● **Available data**
■ ■ ■

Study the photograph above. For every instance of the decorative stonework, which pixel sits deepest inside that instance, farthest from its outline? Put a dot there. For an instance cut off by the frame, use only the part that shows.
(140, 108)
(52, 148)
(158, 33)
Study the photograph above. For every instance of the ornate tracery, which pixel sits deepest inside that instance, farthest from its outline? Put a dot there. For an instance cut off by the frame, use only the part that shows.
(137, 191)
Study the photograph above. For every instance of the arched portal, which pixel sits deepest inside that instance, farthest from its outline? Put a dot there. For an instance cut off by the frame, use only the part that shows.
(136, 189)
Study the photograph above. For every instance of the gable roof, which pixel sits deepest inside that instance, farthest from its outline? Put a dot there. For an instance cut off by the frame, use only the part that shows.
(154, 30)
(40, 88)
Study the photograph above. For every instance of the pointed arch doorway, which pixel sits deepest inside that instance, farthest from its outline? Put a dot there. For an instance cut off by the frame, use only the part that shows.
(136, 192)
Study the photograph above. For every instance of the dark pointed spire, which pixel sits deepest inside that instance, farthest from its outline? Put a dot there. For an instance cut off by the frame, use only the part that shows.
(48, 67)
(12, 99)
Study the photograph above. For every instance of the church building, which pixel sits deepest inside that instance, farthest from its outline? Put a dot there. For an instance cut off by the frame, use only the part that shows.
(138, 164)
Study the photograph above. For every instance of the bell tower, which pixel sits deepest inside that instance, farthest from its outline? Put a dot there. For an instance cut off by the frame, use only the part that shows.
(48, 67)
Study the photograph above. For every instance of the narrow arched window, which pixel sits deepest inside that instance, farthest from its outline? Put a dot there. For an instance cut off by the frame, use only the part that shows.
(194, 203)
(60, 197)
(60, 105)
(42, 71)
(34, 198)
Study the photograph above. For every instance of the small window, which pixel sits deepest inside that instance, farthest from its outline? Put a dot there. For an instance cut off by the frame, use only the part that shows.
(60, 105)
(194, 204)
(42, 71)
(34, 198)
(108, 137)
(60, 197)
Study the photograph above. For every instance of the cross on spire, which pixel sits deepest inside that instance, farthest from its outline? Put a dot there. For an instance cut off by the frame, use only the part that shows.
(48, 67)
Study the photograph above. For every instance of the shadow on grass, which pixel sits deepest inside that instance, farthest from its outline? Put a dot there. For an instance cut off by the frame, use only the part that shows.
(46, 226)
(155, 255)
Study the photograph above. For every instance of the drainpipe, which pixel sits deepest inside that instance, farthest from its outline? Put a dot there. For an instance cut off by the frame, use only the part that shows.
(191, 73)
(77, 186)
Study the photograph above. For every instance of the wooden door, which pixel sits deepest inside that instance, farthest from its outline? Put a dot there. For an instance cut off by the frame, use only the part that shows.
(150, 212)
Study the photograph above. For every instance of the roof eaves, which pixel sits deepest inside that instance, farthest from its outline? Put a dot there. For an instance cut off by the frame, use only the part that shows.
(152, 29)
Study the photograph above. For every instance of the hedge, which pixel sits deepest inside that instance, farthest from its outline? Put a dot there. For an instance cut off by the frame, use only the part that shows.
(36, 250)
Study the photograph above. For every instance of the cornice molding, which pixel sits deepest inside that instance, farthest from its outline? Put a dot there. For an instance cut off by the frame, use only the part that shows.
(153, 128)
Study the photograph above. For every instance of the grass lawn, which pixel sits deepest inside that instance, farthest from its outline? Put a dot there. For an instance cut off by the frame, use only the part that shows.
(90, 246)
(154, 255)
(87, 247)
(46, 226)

■ ■ ■

● **Action item**
Starting at the top of the records, copy every line exactly.

● **Response below**
Study the photograph above. For every instance of the decorative stonework, which pixel sits deepest inside that instance, farthest from its outline? Put a dot there. For an instance cut off by the frame, use only the part that shows.
(140, 108)
(52, 148)
(158, 33)
Study the photograph above. For every instance of the ornate tracery, which pixel sits deepest inside that instance, farthest from its outline? Put a dot there. For an instance cut off by the frame, use only the part that shows.
(137, 191)
Study the photograph above. For every instance of the arched portal, which pixel sits deepest inside that instance, farthest from its outline? Put a dot there. For an instance cut off by the frame, use only the part that shows.
(136, 189)
Study the photograph above. For every instance of the gable roof, which pixel sits deepest inside that instance, farthest from its outline? Put a dot there. For an instance cut off by the frame, use only the part that shows.
(154, 30)
(40, 88)
Study the photograph above. For every instance of the pointed arch doorway, which pixel sits deepest inside that instance, farthest from its outline? Put a dot there. For an instance cut off by the frame, use only the part that shows.
(136, 192)
Study the photograph above. For every instance of the dark pointed spire, which pixel sits deepest inside that instance, farthest from its outline? Put a dot there. For an instance cut off by the frame, use only the part that shows.
(48, 67)
(12, 99)
Study the photograph above. For every instance of the church building, which pixel sits deepest inside that instance, farthest from its outline? Put a dot there. For an instance cut off by the frame, use only the part that shows.
(138, 164)
Study the photograph above. For every instance of the bell tower, which pixel sits deepest inside that instance, farthest from its outline? Put a dot there. For an instance cut off by the frame, use only the part that shows.
(48, 67)
Study the photograph above. For every instance of the narrow arched window, which pixel sits deepest inside that instance, farthest from its outline? Put a dot there. For an instance cut off by the frame, use only the part that shows.
(194, 203)
(60, 197)
(60, 105)
(42, 71)
(34, 198)
Study the photograph above. For every instance of the small window, which pixel sits deepest inside that instance, farthest from its outline? Put a dot there. For an instance cut off by the frame, use only the part that shows.
(60, 105)
(194, 204)
(42, 71)
(34, 198)
(108, 137)
(60, 197)
Study the photograph above. For every instance of the cross on spire, which pixel sits deepest inside that instance, farthest from its outline? Put a dot there. For an instance cut off by the frame, use only the part that shows.
(48, 67)
Study the photograph above. For every instance of the shadow on grass, which pixel sits deepest inside that instance, farthest from its outline? Put a dot there. For an instance cut off by the frame, use only the part that shows.
(46, 226)
(155, 255)
Study the photograph above. For every instance of the drainpipe, which pixel sits deepest inside that instance, farthest from its outline? Put a dot there. For an instance cut off by the frame, use only the part that shows.
(191, 73)
(77, 186)
Study the photograph above. For every instance of the wooden door, which pixel sits deepest inside that instance, farthest from its outline? Put a dot there. For an instance cut off by the frame, use only the part that shows.
(150, 212)
Study the photograph above. For every instance of the roof eaves, which pixel sits deepest inside that instance, farthest from its outline? Put a dot there. For an instance cut off by the frame, use only the part that shows.
(152, 29)
Study the photograph above. For every instance of the hedge, which pixel sits deepest inside that instance, farthest from its outline? Put a dot there. For an instance cut off by the frame, use only the part that shows.
(36, 250)
Study the photograph above. For every instance of the cornice molding, which pixel sits deepest inside that instance, farthest from its outline? Put a dot there. For an instance cut off by the frame, use only the part that shows.
(153, 128)
Study the photograph above. For every instance of the grass lawn, which pixel sits deepest inside that instance, farthest from its outline? Put a dot there. For an instance cut off by the frame, use only the part that shows.
(90, 246)
(154, 255)
(87, 247)
(46, 226)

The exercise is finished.